[Dataset entries]
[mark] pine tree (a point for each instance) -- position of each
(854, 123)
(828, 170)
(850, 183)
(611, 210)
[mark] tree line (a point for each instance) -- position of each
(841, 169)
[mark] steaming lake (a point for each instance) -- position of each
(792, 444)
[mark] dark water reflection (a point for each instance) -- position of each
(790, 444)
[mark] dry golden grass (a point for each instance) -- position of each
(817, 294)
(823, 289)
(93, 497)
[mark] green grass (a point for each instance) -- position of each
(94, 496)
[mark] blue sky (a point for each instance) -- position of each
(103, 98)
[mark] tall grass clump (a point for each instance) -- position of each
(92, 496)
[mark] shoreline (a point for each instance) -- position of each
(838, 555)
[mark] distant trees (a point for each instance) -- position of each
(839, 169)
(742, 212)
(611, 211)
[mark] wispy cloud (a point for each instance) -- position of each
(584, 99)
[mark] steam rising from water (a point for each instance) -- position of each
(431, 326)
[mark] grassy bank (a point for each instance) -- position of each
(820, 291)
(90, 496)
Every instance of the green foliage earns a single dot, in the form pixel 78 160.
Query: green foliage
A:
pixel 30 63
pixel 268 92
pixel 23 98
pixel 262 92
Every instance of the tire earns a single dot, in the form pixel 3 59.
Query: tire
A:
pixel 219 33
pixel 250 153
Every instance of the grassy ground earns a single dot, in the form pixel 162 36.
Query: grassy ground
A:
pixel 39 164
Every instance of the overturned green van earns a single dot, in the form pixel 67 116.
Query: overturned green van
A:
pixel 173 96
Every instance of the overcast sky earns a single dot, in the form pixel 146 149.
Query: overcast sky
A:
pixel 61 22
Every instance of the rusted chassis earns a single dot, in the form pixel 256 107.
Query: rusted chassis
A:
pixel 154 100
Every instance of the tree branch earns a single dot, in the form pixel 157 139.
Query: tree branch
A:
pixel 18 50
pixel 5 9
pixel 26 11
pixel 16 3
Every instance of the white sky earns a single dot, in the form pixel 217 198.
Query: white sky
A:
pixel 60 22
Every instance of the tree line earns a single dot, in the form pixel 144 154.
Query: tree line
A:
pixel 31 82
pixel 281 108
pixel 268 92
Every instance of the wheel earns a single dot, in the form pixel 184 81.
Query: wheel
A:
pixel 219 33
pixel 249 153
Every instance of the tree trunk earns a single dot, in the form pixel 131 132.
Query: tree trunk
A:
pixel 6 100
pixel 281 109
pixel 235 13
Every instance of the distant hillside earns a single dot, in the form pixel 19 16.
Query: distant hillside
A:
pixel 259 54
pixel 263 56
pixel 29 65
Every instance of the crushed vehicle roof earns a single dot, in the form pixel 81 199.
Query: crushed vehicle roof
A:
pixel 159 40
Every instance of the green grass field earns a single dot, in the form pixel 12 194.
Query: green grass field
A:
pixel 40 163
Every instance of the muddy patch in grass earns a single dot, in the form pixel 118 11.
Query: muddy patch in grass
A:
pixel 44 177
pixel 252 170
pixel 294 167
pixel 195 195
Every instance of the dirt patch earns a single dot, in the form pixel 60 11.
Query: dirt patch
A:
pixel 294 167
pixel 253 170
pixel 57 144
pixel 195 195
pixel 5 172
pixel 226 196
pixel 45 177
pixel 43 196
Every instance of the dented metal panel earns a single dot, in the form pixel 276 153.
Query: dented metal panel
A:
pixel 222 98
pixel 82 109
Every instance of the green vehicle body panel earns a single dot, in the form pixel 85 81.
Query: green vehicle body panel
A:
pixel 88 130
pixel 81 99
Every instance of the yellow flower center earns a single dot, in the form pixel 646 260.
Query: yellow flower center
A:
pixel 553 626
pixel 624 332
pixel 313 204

#### Task item:
Whatever appears in the lines above should be copied exactly.

#### Written reply:
[mark] pine tree (a point for each instance) -- position of each
(854, 123)
(828, 170)
(850, 183)
(611, 210)
[mark] tree line (a point for each instance) -- position of each
(841, 169)
[mark] steaming lake (a point for each instance) -- position of each
(792, 444)
[mark] dark water reflection (a point for each instance) -- position of each
(790, 444)
[mark] dry golden grass (a point for each instance) -- position of each
(817, 294)
(823, 289)
(93, 497)
[mark] green grass (a point for each instance) -- position of each
(94, 496)
[mark] blue sky (a point for each instance) -- position of each
(103, 98)
[mark] tall grass clump (a point for each instance) -- position of each
(92, 496)
[mark] shoreline (a point for each instance) -- position of each
(838, 555)
[mark] distant trees (a point for each instance) -- position of each
(839, 169)
(742, 212)
(611, 211)
[mark] wispy cloud (a point for each instance) -- position of each
(584, 99)
[mark] steam rising from water (a point for each instance) -- position of each
(431, 326)
[mark] grassy bank (a point for each instance) -- position of each
(820, 291)
(90, 496)
Every instance of the green foliage earns a single dot, in the form pixel 78 160.
Query: green foliage
A:
pixel 30 63
pixel 268 92
pixel 23 98
pixel 262 92
Every instance of the tire earns a single dot, in the form pixel 3 59.
Query: tire
A:
pixel 219 33
pixel 250 153
Every instance of the grassy ground earns a single dot, in the form pixel 162 36.
Query: grassy ground
A:
pixel 39 164
Every instance of the overturned green van earns a single dot, in the form pixel 67 116.
Query: overturned green van
A:
pixel 173 96
Every instance of the overcast sky earns a single dot, in the form pixel 146 149.
Query: overcast sky
A:
pixel 61 22
Every instance of the rusted chassis earns a single dot, in the form pixel 256 107.
Query: rusted chassis
A:
pixel 154 100
Every instance of the tree branch earns a single dot, in the form pixel 157 139.
Query: tree branch
A:
pixel 18 50
pixel 5 9
pixel 26 11
pixel 16 3
Every instance of the white sky earns a single dot, in the form pixel 217 198.
Query: white sky
A:
pixel 60 22
Every instance of the tree line earns a single dot, in the form pixel 144 154.
Query: tree line
A:
pixel 31 82
pixel 281 108
pixel 268 92
Every instance of the wheel earns a single dot, in the form pixel 184 81.
Query: wheel
A:
pixel 219 33
pixel 249 153
Every instance of the tree trunk earns a single dot, in the form pixel 131 132.
Query: tree trunk
A:
pixel 6 100
pixel 281 109
pixel 235 13
Every instance of the distant hillside earns a single dot, in the form pixel 19 16.
Query: distant hillside
A:
pixel 259 54
pixel 263 56
pixel 29 65
Every instance of the crushed vehicle roof earns a single dot, in the form pixel 81 199.
Query: crushed vehicle roof
A:
pixel 159 40
Every instance of the green grass field earns a single dot, in the form pixel 12 194.
Query: green grass field
A:
pixel 40 163
Every instance of the muddy patch in grass earns a single dot, in the form pixel 118 11.
Query: muddy patch in grass
A:
pixel 44 177
pixel 252 170
pixel 294 167
pixel 195 195
Every instance of the dirt patch earns a single dot, in the form pixel 60 11.
Query: dirt patch
A:
pixel 294 167
pixel 253 170
pixel 57 144
pixel 195 195
pixel 5 172
pixel 226 196
pixel 45 177
pixel 43 196
Every instance of the dented metal panel earns a single dot, in the form pixel 276 153.
Query: dented metal panel
A:
pixel 222 98
pixel 82 109
Every instance of the green vehicle body panel earns a single dot, in the form pixel 85 81.
Query: green vehicle body panel
A:
pixel 88 130
pixel 81 99
Every instance of the yellow flower center earns a single dot, in the form pixel 646 260.
Query: yellow flower center
A:
pixel 553 626
pixel 624 332
pixel 313 204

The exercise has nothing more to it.